Jerel, 35, began taking heroin when he was 19.
In contrast to his older brother, who became a deacon in the Roman Catholic Church, Jerel said he began smoking marijuana in college, returned to Washington after the first semester and began hanging out at a Silver Spring pool hall.
"When I was 19, I was shy, withdrawn, and passive," said Jerel, who asked that his last name not be used. His friends always seemed to be more relaxed around girls.
Then one weekend he attended a party in Virginia, where a friend suggested he snort heroin. "It was love the first thing," Jerel said. "It made me the person I always wanted to be. I was dancing and hugging the girls and had sex with them. I didn't have the fears and inhibitions I always had."
For several weekends after that, Jerel said, he snorted heroin with the girl he had taken to the party. Soon he was taking it every few days.

* _SUPPLIED MATERIAL_
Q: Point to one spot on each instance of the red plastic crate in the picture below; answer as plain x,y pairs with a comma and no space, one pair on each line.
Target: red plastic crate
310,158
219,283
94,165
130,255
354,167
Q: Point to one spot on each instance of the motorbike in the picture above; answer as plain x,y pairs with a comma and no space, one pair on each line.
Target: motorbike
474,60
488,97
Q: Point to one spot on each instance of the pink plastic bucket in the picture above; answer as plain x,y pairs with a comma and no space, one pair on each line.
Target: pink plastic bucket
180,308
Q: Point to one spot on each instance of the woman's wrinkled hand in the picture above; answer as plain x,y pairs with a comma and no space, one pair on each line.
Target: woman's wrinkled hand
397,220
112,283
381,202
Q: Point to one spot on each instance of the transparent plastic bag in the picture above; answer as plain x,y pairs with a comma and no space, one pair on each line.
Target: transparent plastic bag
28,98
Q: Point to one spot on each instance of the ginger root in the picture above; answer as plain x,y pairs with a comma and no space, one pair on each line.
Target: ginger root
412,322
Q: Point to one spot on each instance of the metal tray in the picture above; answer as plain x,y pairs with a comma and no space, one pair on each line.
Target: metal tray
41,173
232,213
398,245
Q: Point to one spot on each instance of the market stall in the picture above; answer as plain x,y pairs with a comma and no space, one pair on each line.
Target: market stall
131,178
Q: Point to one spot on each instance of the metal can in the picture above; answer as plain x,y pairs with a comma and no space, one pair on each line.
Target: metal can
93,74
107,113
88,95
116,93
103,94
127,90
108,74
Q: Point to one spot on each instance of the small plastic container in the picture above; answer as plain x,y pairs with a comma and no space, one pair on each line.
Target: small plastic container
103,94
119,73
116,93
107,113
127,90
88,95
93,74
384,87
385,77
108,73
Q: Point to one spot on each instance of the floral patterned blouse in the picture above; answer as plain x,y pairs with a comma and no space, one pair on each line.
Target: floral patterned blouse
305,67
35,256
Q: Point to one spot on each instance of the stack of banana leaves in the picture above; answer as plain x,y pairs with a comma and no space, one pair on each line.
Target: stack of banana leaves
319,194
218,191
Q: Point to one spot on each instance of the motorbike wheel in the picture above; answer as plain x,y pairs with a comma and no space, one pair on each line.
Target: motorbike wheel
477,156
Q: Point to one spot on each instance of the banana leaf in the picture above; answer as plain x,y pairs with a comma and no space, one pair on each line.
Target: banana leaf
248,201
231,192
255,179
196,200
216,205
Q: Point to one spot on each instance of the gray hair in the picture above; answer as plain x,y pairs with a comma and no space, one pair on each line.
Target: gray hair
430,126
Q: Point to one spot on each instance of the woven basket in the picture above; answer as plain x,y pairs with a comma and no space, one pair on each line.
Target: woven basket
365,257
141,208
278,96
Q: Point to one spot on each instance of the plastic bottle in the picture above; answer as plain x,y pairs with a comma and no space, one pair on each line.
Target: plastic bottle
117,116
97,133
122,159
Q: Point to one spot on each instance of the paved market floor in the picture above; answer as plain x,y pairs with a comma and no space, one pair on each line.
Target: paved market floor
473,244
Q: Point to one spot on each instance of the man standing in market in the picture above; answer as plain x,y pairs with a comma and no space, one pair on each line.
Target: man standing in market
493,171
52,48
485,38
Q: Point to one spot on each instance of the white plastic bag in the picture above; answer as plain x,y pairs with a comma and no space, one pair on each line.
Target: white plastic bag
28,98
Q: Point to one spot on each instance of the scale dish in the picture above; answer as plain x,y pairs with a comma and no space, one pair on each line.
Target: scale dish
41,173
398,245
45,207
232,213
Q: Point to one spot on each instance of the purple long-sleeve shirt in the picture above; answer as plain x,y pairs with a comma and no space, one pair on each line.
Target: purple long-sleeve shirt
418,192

* _TASKS_
[a] Please copy the passage on Jerel's heroin use above word for word, from "In contrast to" to "every few days.".
[b] Answer these questions from the passage on Jerel's heroin use above:
(i) How old was Jerel when he began taking heroin?
(ii) What did Jerel's older brother become?
(iii) In which state was the party where a friend suggested Jerel snort heroin?

* _SOLUTIONS BY TASK_
[a]
In contrast to his older brother, who became a deacon in the Roman Catholic Church, Jerel said he began smoking marijuana in college, returned to Washington after the first semester and began hanging out at a Silver Spring pool hall.
"When I was 19, I was shy, withdrawn, and passive," said Jerel, who asked that his last name not be used. His friends always seemed to be more relaxed around girls.
Then one weekend he attended a party in Virginia, where a friend suggested he snort heroin. "It was love the first thing," Jerel said. "It made me the person I always wanted to be. I was dancing and hugging the girls and had sex with them. I didn't have the fears and inhibitions I always had."
For several weekends after that, Jerel said, he snorted heroin with the girl he had taken to the party. Soon he was taking it every few days.

[b]
(i) 19
(ii) A deacon in the Roman Catholic Church
(iii) Virginia